— START Given records —
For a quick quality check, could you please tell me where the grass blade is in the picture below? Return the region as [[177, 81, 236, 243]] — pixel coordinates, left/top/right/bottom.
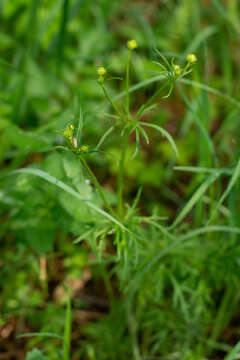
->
[[8, 168, 128, 231], [63, 289, 72, 360], [208, 158, 240, 224], [141, 121, 179, 157], [224, 340, 240, 360]]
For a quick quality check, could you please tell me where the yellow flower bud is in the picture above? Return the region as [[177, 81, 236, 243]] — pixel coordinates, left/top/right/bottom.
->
[[97, 66, 106, 76], [127, 40, 137, 50], [173, 65, 182, 75], [187, 54, 197, 64]]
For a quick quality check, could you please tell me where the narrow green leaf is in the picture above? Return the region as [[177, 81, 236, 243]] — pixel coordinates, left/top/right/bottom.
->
[[8, 168, 125, 231], [170, 173, 219, 229], [224, 340, 240, 360], [208, 158, 240, 224], [63, 289, 72, 360], [141, 121, 179, 157]]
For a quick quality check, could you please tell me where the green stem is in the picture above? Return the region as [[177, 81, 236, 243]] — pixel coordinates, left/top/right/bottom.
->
[[100, 82, 122, 119], [118, 129, 130, 218], [133, 80, 170, 121], [81, 156, 115, 217], [126, 49, 132, 120]]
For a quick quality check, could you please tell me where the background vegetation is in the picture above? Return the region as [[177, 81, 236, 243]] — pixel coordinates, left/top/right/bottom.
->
[[0, 0, 240, 360]]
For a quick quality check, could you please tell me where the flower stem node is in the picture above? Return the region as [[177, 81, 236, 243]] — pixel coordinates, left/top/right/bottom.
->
[[127, 39, 137, 50], [187, 54, 197, 64]]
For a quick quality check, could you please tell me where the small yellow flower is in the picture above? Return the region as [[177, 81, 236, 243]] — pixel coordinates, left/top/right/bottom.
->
[[80, 145, 88, 152], [127, 40, 137, 50], [97, 66, 106, 76], [173, 65, 182, 76], [187, 54, 197, 64]]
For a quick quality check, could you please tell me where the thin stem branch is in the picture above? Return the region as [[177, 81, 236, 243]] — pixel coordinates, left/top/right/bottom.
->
[[133, 80, 170, 121], [81, 156, 115, 217], [118, 129, 130, 218], [100, 82, 122, 119], [126, 49, 132, 120]]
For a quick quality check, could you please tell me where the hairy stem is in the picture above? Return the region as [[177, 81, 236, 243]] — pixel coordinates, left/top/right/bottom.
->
[[126, 49, 132, 120], [100, 82, 122, 118], [81, 156, 115, 217]]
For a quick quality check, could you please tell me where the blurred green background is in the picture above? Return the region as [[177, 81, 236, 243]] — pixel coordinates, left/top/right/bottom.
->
[[0, 0, 240, 360]]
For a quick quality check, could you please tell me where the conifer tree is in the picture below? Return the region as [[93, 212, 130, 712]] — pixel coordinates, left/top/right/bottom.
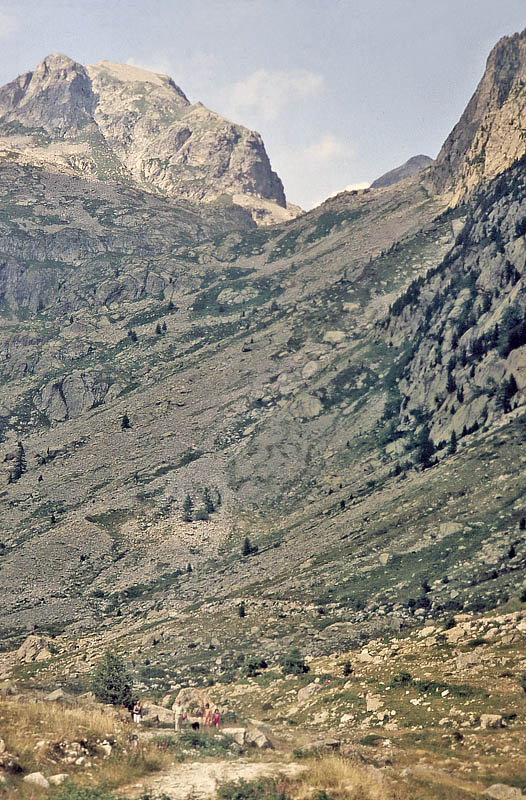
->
[[183, 494, 194, 522], [203, 486, 215, 514], [10, 442, 27, 483], [91, 650, 134, 709]]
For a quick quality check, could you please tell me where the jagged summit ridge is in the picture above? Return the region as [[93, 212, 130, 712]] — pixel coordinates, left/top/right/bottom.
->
[[0, 53, 96, 138], [434, 30, 526, 203], [0, 53, 295, 224], [371, 154, 433, 189]]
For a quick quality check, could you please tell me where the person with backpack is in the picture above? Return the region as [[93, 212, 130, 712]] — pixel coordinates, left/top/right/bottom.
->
[[132, 700, 142, 725]]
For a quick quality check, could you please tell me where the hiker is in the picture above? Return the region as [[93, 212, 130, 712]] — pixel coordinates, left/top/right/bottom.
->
[[172, 700, 186, 731], [132, 700, 142, 725], [203, 703, 212, 728]]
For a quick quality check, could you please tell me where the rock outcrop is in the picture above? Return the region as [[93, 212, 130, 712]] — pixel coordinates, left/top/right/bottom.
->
[[0, 54, 297, 224], [434, 30, 526, 203], [371, 155, 433, 189]]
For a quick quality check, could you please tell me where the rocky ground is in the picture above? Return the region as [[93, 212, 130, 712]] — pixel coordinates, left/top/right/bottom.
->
[[0, 606, 526, 800]]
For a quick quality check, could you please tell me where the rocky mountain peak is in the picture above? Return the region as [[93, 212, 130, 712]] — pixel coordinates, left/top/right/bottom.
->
[[0, 53, 297, 224], [435, 30, 526, 203], [0, 53, 96, 139], [371, 154, 433, 189]]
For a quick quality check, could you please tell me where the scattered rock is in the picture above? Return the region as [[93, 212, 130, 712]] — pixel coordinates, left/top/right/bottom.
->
[[48, 772, 69, 786], [245, 725, 274, 750], [297, 683, 321, 703], [480, 714, 502, 728], [24, 772, 49, 789], [44, 689, 76, 703], [484, 783, 523, 800], [365, 694, 384, 711]]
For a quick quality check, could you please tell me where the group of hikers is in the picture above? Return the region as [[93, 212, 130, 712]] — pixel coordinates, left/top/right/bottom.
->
[[132, 700, 221, 731]]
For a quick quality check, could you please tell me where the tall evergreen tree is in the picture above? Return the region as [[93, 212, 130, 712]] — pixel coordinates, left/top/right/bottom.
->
[[203, 486, 215, 514], [91, 650, 134, 709], [10, 442, 27, 482], [183, 494, 194, 522]]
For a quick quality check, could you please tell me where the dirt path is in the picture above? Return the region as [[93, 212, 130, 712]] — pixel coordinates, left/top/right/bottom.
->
[[140, 760, 305, 800]]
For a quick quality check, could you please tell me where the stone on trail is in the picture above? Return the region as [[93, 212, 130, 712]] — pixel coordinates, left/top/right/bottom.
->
[[245, 725, 274, 750], [222, 728, 247, 747], [484, 783, 524, 800], [24, 772, 49, 789], [480, 714, 503, 728], [48, 772, 69, 786], [44, 689, 76, 703]]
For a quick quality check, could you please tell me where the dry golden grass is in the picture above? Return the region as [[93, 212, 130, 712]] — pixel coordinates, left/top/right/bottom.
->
[[0, 698, 171, 800], [295, 756, 392, 800]]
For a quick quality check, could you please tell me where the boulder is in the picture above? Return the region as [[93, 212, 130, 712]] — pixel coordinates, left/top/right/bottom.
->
[[44, 689, 76, 703], [298, 683, 321, 703], [141, 631, 164, 647], [48, 772, 69, 786], [222, 728, 247, 747], [172, 686, 213, 713], [480, 714, 503, 728], [365, 694, 384, 711], [484, 783, 523, 800], [24, 772, 49, 789], [444, 625, 466, 644], [245, 719, 274, 750], [16, 634, 51, 664], [142, 703, 174, 725], [323, 331, 347, 344], [456, 652, 480, 669], [245, 727, 274, 750]]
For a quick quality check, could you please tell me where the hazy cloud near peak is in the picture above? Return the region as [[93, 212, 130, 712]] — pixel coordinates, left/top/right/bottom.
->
[[302, 132, 353, 164], [0, 10, 18, 39], [226, 69, 324, 120]]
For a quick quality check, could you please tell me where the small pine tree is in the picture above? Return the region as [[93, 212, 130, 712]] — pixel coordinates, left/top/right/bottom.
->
[[241, 536, 258, 556], [90, 650, 134, 709], [417, 425, 435, 469], [183, 494, 194, 522], [203, 487, 215, 514], [9, 442, 27, 483]]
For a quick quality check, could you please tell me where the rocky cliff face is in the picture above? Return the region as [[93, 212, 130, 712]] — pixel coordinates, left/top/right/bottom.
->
[[371, 155, 433, 189], [5, 29, 526, 674], [434, 31, 526, 203], [0, 54, 295, 224]]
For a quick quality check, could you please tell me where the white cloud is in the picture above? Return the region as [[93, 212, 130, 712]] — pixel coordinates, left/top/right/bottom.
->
[[0, 11, 18, 39], [126, 58, 172, 76], [226, 69, 323, 120], [329, 181, 371, 197], [302, 133, 353, 164]]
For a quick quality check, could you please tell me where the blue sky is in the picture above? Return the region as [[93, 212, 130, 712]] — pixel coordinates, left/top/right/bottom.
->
[[0, 0, 526, 208]]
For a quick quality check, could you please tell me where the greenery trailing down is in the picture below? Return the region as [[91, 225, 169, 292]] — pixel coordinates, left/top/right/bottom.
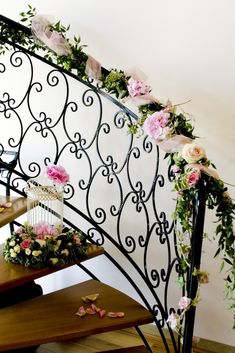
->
[[0, 6, 235, 330]]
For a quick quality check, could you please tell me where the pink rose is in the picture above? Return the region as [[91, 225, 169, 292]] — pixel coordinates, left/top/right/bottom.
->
[[166, 313, 179, 330], [46, 164, 69, 185], [20, 239, 32, 250], [187, 168, 201, 188], [198, 271, 209, 284], [33, 222, 59, 240], [144, 110, 170, 139], [127, 77, 150, 97], [178, 297, 192, 310]]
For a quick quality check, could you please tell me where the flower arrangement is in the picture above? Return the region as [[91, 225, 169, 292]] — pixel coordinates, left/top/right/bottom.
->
[[0, 202, 12, 213], [0, 6, 235, 328], [3, 222, 86, 269], [45, 164, 69, 186]]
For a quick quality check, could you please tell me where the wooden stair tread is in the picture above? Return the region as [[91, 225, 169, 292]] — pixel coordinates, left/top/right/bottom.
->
[[99, 346, 149, 353], [0, 244, 104, 293], [0, 279, 153, 352], [0, 196, 27, 227]]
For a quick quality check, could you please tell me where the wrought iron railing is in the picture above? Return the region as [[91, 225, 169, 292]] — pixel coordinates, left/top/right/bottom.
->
[[0, 16, 205, 353]]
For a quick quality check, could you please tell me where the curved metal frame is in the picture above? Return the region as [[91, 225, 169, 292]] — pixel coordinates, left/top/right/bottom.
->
[[0, 16, 205, 353]]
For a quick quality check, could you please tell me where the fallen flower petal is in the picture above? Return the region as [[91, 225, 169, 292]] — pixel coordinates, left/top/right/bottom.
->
[[2, 202, 12, 208], [82, 293, 99, 303], [75, 306, 86, 317], [90, 303, 100, 313], [107, 311, 125, 318], [117, 311, 125, 317], [86, 308, 96, 315], [98, 309, 106, 319]]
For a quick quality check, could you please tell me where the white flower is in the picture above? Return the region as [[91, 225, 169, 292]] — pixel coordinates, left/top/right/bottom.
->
[[10, 249, 17, 257], [25, 248, 31, 255], [13, 245, 21, 254], [35, 239, 46, 247], [32, 250, 42, 256], [178, 296, 192, 310], [181, 143, 206, 164], [61, 249, 69, 256]]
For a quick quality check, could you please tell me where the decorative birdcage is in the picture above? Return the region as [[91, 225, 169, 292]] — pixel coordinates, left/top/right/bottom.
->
[[25, 177, 64, 226]]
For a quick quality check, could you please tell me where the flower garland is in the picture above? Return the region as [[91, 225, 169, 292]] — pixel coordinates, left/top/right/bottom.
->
[[0, 5, 235, 328]]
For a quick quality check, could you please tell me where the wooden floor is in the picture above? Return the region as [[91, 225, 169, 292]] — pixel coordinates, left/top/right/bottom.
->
[[36, 330, 211, 353]]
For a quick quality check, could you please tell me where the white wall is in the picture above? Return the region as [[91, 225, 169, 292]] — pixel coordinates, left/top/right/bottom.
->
[[1, 0, 235, 346]]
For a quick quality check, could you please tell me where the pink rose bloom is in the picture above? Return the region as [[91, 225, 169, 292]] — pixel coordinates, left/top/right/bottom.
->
[[187, 168, 201, 188], [127, 77, 150, 97], [144, 110, 170, 139], [73, 235, 81, 245], [198, 271, 209, 284], [33, 222, 59, 240], [178, 297, 192, 310], [166, 313, 179, 330], [20, 239, 32, 250], [46, 164, 69, 185]]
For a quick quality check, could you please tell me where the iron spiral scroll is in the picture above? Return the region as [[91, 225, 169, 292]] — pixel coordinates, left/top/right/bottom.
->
[[0, 16, 204, 353]]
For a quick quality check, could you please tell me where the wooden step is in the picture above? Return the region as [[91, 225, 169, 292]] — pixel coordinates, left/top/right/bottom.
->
— END Given records —
Task instructions :: Reproduce, character for character, the lines of the records above from the line containing "where the group" through the line containing "69, 324, 120]]", both included.

The answer ::
For a quick quality check, could you please tell me where the group of hikers is in the picture above? Return the region as [[93, 212, 130, 712]] — pixel coordinates, left/top/right/bottom.
->
[[132, 700, 221, 731]]
For a quick quality check, could you please tell me where the tall evergreen tree is in the picture above? Return the region as [[93, 212, 130, 712]] — pixel coordinates, left/top/right/bottom.
->
[[203, 486, 215, 514], [91, 650, 134, 709], [10, 442, 27, 482], [183, 494, 194, 522]]
For a quick quality check, could you please tell me where the dirt path is in the picture above? Return the region as [[93, 212, 130, 712]] — pixel coordinates, left/top/right/bottom.
->
[[140, 760, 305, 800]]
For a quick quality check, could you please tell me where the stone on trail is in the picture above? Return the region as [[93, 212, 130, 712]] — pixel coordinates, left/top/right/bottom.
->
[[245, 725, 274, 750], [222, 728, 247, 747], [484, 783, 524, 800], [24, 772, 49, 789], [480, 714, 503, 728], [48, 772, 69, 786], [44, 689, 76, 703]]
For a quick quality check, could you please tell me where the dry golden grass is in the picture above? Return the region as [[93, 212, 130, 712]] — pixel coordinates, left/top/right/bottom.
->
[[0, 698, 171, 800], [295, 756, 392, 800]]
For a quick quality check, could you please tell me where the boulder is in the picture above? Return the region as [[93, 212, 130, 712]] — pixel coordinates, left/top/right/bottom.
->
[[44, 689, 76, 703], [298, 683, 321, 703], [141, 631, 164, 647], [48, 772, 69, 786], [222, 728, 247, 747], [172, 686, 213, 713], [480, 714, 503, 728], [365, 694, 384, 711], [484, 783, 523, 800], [24, 772, 49, 789], [444, 625, 466, 644], [245, 719, 274, 750], [16, 634, 51, 664], [142, 703, 174, 725], [323, 331, 347, 344], [456, 652, 480, 669], [245, 727, 274, 750]]
For a quick quality check, could you please tell me where the hazy cloud near peak is in the picture above? Return the region as [[93, 212, 130, 712]] — pixel coordinates, left/top/right/bottom.
->
[[302, 132, 353, 164], [0, 10, 18, 39], [226, 69, 324, 120]]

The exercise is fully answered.